STATED PROBLEM: How many lines in the listing below contain the string "headlight"? Case counts. Reply with the number alone.
** START LISTED RECORDS **
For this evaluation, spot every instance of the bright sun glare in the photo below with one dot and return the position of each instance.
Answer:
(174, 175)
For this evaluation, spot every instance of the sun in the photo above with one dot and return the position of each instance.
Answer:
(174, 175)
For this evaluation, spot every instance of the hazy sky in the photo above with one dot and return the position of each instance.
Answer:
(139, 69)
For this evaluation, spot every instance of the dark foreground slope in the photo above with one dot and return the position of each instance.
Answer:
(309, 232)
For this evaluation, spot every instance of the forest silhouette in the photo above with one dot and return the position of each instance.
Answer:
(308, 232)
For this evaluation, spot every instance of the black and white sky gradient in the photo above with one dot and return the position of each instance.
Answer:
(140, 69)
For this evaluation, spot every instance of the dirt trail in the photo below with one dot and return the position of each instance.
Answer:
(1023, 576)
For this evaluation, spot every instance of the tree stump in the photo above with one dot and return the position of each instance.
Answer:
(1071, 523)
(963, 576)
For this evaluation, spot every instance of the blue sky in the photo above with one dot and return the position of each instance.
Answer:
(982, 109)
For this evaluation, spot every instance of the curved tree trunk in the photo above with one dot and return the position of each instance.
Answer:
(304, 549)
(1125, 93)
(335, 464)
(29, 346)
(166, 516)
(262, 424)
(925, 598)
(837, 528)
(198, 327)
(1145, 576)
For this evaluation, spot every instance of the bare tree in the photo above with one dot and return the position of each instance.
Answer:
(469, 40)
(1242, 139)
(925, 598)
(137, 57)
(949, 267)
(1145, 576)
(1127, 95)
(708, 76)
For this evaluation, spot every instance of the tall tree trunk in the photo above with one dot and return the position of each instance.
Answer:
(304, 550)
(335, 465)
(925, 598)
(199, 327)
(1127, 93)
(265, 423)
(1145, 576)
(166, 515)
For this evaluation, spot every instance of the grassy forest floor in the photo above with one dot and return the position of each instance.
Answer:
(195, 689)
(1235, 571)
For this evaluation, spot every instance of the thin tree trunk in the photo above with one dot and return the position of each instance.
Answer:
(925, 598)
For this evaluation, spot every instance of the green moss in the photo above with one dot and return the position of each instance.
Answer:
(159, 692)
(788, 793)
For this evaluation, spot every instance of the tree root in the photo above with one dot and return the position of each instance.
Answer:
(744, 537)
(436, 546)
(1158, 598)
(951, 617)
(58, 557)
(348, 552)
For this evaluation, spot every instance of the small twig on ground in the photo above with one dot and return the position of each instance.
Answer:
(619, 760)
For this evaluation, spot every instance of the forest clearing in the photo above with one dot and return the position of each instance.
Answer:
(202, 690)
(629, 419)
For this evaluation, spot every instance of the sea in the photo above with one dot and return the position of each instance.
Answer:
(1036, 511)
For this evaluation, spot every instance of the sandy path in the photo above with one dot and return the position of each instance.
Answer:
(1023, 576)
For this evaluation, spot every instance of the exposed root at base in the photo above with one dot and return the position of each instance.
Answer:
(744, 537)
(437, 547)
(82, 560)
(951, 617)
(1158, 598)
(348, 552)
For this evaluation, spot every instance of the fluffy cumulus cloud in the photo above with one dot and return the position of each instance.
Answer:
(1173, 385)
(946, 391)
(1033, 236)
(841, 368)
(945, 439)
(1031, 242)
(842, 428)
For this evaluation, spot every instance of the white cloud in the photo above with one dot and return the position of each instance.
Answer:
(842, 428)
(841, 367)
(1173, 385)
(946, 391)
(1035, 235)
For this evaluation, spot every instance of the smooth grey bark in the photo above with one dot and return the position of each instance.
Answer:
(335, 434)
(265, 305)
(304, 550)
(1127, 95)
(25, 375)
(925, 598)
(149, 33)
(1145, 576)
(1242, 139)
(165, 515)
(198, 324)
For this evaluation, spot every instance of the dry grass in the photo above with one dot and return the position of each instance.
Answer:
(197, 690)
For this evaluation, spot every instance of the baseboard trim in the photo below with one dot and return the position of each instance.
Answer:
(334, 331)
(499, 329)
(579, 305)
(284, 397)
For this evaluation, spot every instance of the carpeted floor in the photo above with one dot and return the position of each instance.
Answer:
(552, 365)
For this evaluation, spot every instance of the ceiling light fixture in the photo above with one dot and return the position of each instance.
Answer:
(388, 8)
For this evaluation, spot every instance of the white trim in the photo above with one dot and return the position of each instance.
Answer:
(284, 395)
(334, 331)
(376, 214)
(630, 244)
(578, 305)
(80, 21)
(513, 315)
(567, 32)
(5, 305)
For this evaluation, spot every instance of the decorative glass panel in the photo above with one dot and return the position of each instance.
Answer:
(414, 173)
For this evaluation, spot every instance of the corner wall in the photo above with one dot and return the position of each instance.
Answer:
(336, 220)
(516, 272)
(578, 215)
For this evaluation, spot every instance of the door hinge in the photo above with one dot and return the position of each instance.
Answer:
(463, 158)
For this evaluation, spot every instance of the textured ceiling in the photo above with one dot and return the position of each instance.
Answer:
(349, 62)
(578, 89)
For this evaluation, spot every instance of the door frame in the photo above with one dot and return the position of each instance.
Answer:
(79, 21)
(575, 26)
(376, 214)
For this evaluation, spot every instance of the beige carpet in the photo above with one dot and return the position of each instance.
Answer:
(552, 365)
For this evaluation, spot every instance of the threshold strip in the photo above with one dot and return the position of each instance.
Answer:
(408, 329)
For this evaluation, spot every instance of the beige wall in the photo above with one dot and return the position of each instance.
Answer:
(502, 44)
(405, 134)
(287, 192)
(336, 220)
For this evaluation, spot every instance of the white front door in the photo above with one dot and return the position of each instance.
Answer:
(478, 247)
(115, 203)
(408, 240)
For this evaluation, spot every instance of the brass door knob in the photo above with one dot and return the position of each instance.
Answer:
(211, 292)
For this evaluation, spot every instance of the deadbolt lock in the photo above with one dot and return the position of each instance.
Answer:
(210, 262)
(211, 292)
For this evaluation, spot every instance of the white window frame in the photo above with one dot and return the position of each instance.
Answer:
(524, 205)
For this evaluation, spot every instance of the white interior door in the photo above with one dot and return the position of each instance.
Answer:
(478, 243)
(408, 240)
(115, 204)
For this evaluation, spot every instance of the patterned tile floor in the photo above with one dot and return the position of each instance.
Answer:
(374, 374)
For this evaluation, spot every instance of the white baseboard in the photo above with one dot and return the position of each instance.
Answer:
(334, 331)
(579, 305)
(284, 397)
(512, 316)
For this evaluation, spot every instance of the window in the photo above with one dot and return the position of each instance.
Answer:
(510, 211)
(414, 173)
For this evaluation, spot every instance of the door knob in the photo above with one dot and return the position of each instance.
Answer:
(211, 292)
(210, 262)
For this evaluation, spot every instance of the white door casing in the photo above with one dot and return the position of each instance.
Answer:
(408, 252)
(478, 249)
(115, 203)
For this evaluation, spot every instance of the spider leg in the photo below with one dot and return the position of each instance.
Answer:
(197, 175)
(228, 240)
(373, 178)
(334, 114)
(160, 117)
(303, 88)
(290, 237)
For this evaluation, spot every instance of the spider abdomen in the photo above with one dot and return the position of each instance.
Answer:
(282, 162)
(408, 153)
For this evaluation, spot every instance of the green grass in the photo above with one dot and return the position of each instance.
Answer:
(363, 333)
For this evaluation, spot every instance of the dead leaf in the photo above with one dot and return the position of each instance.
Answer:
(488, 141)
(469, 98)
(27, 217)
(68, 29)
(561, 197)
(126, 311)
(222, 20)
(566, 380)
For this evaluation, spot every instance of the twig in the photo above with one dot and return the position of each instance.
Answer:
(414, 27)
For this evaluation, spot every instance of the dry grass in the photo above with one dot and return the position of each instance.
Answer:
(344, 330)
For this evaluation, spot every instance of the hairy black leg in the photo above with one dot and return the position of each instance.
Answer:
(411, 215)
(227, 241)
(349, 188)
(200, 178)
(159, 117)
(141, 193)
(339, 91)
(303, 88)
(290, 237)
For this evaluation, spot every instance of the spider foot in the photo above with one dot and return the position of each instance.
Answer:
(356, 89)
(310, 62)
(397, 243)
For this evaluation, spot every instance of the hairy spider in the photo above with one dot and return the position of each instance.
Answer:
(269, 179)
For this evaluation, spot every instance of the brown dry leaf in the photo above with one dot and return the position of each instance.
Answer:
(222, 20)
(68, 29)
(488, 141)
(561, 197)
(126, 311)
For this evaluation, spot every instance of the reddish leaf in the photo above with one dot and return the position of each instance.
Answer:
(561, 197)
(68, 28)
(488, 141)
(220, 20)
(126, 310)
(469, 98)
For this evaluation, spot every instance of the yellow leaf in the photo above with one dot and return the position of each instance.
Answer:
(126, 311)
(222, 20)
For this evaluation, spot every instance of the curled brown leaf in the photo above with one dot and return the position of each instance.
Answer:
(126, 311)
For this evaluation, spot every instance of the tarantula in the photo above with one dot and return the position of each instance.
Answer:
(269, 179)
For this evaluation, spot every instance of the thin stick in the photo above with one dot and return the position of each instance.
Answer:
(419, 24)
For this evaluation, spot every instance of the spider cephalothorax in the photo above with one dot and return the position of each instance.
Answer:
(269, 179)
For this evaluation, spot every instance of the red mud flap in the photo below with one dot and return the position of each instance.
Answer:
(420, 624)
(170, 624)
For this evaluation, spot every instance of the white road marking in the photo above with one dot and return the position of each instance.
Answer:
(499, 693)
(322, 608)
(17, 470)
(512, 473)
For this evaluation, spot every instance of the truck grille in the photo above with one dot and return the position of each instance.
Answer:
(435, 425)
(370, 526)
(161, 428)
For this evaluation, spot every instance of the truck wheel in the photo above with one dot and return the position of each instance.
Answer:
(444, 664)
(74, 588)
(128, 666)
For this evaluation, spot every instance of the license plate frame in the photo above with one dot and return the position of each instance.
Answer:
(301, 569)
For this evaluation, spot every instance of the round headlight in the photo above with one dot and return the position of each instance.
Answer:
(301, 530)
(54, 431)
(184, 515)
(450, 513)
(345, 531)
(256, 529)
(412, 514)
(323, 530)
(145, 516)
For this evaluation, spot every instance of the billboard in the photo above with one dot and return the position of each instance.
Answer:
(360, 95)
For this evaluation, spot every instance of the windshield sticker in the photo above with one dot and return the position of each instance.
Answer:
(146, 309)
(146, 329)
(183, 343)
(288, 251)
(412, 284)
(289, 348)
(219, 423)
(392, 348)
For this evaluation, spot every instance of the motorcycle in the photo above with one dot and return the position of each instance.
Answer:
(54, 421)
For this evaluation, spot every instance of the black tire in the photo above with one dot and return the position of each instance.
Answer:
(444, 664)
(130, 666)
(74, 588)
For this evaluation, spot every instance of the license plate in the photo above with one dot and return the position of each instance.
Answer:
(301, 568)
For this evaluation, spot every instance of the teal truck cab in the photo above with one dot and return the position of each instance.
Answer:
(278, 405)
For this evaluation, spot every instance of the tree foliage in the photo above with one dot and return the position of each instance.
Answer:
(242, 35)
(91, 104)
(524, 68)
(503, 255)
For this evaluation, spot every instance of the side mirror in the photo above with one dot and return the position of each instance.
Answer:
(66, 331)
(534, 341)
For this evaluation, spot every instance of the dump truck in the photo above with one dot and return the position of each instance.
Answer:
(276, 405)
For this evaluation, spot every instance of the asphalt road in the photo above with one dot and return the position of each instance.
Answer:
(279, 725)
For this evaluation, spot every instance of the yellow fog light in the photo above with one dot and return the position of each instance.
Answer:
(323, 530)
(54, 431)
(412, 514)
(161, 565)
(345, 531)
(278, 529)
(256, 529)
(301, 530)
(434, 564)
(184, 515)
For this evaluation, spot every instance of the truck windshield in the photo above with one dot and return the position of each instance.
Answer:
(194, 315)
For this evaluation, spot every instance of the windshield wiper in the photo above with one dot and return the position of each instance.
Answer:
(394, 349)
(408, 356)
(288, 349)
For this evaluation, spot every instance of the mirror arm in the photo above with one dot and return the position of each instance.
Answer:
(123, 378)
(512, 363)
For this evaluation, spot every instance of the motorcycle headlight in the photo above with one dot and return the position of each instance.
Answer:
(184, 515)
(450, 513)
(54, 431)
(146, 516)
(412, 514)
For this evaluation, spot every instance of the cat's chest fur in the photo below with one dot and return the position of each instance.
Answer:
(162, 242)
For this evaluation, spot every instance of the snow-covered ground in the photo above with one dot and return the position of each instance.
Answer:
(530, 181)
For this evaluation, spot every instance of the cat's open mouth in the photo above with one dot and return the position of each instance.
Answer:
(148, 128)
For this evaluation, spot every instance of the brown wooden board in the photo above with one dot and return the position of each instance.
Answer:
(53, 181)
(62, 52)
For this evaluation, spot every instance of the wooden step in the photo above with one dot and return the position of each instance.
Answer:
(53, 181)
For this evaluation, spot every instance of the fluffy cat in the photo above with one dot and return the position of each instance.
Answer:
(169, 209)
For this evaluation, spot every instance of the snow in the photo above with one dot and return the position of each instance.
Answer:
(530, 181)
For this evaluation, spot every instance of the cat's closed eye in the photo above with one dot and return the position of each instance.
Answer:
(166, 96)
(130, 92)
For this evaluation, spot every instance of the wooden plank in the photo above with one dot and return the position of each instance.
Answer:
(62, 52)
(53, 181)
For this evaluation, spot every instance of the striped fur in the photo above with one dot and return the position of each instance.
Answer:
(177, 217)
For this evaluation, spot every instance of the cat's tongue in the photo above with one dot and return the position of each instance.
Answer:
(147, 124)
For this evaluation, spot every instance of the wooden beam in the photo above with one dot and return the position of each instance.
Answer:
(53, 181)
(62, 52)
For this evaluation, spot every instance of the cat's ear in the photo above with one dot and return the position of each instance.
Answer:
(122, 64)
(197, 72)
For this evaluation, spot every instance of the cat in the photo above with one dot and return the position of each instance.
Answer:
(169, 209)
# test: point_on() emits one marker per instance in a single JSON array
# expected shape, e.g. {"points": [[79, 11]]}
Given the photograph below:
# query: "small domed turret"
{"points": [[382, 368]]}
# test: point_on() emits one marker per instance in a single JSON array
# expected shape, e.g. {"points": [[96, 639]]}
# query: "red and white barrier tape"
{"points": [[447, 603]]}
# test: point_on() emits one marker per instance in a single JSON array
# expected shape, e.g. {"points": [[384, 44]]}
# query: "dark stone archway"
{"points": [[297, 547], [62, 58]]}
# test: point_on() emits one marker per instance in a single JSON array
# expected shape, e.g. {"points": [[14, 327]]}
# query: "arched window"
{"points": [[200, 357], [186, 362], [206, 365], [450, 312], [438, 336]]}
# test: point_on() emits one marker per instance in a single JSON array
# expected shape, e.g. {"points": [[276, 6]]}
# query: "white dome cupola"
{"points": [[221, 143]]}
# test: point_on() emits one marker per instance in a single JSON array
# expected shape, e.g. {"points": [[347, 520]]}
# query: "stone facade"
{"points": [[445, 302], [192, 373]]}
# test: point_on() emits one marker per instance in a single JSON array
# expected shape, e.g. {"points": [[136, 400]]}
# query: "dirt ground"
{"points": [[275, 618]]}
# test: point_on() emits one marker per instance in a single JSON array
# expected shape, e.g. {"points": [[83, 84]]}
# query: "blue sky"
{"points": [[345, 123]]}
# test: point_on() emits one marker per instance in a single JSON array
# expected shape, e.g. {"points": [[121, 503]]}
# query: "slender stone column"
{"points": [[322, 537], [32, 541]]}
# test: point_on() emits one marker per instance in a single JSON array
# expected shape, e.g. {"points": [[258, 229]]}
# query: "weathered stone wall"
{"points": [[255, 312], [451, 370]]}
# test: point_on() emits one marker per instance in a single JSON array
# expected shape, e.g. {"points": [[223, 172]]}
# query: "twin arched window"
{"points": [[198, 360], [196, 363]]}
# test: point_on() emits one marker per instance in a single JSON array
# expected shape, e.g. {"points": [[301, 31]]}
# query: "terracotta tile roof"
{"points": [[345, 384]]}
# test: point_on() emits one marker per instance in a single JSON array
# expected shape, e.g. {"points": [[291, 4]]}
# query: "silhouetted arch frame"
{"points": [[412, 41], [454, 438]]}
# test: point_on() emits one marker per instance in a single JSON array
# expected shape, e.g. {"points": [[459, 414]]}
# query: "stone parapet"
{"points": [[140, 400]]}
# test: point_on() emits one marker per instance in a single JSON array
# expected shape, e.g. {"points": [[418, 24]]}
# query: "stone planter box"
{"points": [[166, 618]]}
** END LISTED RECORDS **
COMPLETED TASK: 2